■ Provided text ■
BEGIN
# Cherry Barb fry questions...



## Wallaby (Jan 2, 2009)

So without even really trying to make them breed my Cherry Barbs had about a million babies.  I have a few questions about caring for them though.

Question 1: How soon will they be "grown ups"? Right now the biggest one is about the size of the tip of a fork tine and they're a week old today.

Question 2: Do I really need a sponge filter or can I just stick pantyhose or something over the intake of a ten gallon filter?

Question 3: What should I be feeding them? I'm feeding them Hikari's first bites right now 3 times a day. I tried growing infusoria...is it supposed to smell really bad? lol

Question 4: Is it normal for them to be kinda hanging out on the tank walls and not really swimming in the middle of the tank?

Thank you for taking the time to answer!


----------



## StripesAndFins (Dec 31, 2008)

I read somewhere that newly hatched brine shrimp make a great first food. I personally have never had fry for anything so i don't know much about the other questions. hope it helps


----------



## emc7 (Jul 23, 2005)
END
■ To do ■
Can you write out, word for word, the passage in the cherry barb fry thread starting at "## Wallaby (Jan" and ending at "for them though."? None of the material that comes next is needed here.

■ Provided material ■
BEGIN
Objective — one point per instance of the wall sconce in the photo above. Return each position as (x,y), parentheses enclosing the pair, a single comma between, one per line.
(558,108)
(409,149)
END
■ Result ■
## Wallaby (Jan 2, 2009)

So without even really trying to make them breed my Cherry Barbs had about a million babies.  I have a few questions about caring for them though.